Schäuble must have read the study from the Berlin European School of Management and Technology (ESMT). The study demonstrates that 95% of subsidy to Greece went to bail out the banks (largely German and French), which were overexposed with Greek bonds. According to ESMT, only 9.7 billion euro of a total of 184.6 billion reached the Greek citizens. About 86.9 billion went to pay old debts, 52.3 billion to pay accumulated interests, and 37.3 billion to refinance the Greek banks. Why Schäuble does not present these figures to German citizens does not present these figures to German citizens to show that it is not about solidarity, but creditor’ s interests ?

There is a clear lack of an analysis on how different are the Bonn’s Germany and the Berlin’s Germany. The most salient trait is that Bonn’s Germany was an active engine for European Integration. To get accepted the German proposal for the creation of an European Central Bank , Helmut Kohl agreed that the first governor would not be a German (it was Win Duisenberg, a Dutch national). For the Germans, who were afraid of dropping the strong Mark for the unknown euro, was quite a shock. Now Draghi had to fight to phase out the 500 euro notes (widely used for illicit operations), because it did remind the Germans of their 500 Marks note…

And Schäuble, (and Merkel), who always tell others what to do, suddenly became deaf when others did the same with them. The IMF has now again repeated what also OECD have been saying for a long time. Berlin should reinvest at least some of its large economic surplus into the economy, as an urgent and necessary measure to speed up Europe’s recovery. IMF has now come up again with the same request, but Schäuble finds it more convenient to attack Draghi than to implement some of the IMF recommendations.

▸ Raw records:
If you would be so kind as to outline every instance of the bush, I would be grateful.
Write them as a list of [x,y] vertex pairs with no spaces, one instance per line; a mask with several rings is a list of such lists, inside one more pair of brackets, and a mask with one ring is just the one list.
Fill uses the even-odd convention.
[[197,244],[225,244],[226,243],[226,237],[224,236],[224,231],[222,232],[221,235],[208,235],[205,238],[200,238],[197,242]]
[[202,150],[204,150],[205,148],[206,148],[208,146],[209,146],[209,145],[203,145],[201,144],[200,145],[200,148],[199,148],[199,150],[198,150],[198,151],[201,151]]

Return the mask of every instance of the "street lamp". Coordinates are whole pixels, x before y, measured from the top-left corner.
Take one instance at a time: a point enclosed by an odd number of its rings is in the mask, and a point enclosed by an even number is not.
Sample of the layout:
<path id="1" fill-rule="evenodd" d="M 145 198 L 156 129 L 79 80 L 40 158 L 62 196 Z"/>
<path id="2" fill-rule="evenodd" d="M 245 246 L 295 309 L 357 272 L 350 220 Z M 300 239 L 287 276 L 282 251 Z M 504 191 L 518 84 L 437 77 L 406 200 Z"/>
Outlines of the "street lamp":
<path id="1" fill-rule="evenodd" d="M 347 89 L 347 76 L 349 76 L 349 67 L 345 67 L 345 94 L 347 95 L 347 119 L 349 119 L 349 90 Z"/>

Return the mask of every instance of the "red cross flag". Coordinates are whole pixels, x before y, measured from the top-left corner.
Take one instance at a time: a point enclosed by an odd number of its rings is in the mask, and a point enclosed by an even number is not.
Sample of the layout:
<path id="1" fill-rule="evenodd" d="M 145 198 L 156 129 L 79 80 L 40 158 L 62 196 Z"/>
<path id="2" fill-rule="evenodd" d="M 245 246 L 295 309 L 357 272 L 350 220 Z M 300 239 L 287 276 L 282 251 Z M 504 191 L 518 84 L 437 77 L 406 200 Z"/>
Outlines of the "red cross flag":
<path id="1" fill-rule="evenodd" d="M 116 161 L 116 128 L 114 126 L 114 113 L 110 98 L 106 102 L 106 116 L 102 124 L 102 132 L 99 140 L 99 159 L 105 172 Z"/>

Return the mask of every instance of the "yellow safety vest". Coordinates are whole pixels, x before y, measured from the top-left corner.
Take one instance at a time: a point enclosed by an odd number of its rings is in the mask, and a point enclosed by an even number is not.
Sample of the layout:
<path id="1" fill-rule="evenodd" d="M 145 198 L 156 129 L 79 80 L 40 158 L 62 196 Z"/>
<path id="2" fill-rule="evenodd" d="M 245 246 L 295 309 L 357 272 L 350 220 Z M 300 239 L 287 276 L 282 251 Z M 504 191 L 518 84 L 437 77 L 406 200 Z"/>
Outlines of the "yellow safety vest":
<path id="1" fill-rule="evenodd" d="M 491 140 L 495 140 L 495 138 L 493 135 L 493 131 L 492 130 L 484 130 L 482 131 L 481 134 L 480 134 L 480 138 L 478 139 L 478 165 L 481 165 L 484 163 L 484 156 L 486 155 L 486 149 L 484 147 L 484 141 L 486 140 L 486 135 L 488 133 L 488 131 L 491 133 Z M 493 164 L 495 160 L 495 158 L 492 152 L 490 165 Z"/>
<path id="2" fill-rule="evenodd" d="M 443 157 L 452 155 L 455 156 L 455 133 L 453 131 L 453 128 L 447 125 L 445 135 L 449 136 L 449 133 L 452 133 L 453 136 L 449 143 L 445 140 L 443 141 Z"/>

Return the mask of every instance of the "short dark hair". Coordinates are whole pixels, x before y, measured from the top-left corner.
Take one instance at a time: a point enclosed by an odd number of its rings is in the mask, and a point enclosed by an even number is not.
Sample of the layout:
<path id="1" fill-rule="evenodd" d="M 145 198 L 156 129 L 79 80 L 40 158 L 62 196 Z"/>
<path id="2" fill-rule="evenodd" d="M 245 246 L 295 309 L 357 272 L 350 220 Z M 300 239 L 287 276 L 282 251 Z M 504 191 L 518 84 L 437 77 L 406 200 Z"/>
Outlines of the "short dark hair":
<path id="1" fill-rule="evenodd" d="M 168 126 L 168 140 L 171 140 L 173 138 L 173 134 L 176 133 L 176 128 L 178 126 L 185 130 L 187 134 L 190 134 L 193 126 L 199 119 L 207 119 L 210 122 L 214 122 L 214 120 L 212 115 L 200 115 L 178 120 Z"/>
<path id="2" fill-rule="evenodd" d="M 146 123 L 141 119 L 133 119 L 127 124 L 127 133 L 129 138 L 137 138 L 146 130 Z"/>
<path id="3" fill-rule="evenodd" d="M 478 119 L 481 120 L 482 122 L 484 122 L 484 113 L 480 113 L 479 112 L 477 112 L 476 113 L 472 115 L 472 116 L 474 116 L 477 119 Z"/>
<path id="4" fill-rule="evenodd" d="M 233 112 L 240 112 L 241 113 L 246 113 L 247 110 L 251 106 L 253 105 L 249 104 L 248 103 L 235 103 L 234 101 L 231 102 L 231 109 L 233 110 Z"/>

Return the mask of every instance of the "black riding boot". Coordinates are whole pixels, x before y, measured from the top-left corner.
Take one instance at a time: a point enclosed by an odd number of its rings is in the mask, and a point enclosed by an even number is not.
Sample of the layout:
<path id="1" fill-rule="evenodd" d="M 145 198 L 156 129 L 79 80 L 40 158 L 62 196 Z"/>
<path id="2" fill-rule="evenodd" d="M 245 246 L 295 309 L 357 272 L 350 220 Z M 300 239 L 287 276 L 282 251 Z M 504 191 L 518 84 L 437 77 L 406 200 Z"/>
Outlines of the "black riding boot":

▸ ACTIONS TO TAKE:
#1 Name every person the commentary on Germany and the Greek bailout mentions by name, in order of first appearance.
#2 According to the ESMT study cited in the commentary on Germany and the Greek bailout, how much money reached Greek citizens?

▸ SOLUTIONS IN ORDER:
#1 Schäuble, Helmut Kohl, Win Duisenberg, Draghi, Merkel

#2 Only 9.7 billion euro of a total of 184.6 billion.